-- BEGIN Selection --
Gwledd Brings Welsh Language Back to Cinema Screens for the First Time in Three Years

© Picturehouse Entertainment
Tuesday, 16th August, 2022

Gwledd (The Feast), a carnivorously chilling Welsh language horror film, will be released exclusively in cinemas on August 19th, via Picturehouse Entertainment. This will be the first Welsh language feature to screen to cinema audiences since the release of Welsh music documentary, Anorac in 2019.  

Set in mid-Wales, the film was driven by Welsh talent. Written by Roger Williams and directed by Lee Haven-Jones, it features prominent Welsh actors Nia Roberts and Julian Lewis Jones, as well as rising talents Steffan Cennydd and Annes Elwy.  

Elwy plays Cadi – a mysterious young woman that takes a job as a waitress for a wealthy family in the remote Welsh countryside, on the eve of an important dinner party. As the night progresses, she soon begins to challenge the family’s beliefs, unravelling the illusion they’ve created with slow and terrifying consequences.  

The release is significant for Wales, introducing Welsh language to new audiences globally whilst also meeting local demand from Welsh people, to watch stories in their native tongue. Traditionally, duel versions of a film have been requested in English. Solely in Welsh, Gwledd paves a steady path for new ways of working. This not only honours the Welsh language but holds the door open for further films to be made. A new collaboration between S4C and Creative Wales will see one million annually invested in to Welsh language film, supporting the Senedd’s commitment to develop one million Welsh speakers by 2050 and signaling positive change for Welsh language filmmaking.
-- END Selection --
_Goal of the exercise:_ According to the article on Gwledd, what was the last Welsh language feature shown in cinemas before it? The records come from a separate source and are unrelated to the article.
-- BEGIN Extracted data --
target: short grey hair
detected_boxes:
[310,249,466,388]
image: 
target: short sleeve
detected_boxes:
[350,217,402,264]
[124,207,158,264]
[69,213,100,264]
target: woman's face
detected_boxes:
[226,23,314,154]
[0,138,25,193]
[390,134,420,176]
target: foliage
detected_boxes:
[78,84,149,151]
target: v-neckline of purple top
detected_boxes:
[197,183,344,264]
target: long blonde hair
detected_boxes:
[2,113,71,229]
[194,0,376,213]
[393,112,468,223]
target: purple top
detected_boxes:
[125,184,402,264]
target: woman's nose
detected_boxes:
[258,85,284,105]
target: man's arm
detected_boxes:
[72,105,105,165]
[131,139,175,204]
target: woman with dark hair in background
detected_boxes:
-- END Extracted data --
_Answer to the task:_ Anorac, a Welsh music documentary released in 2019.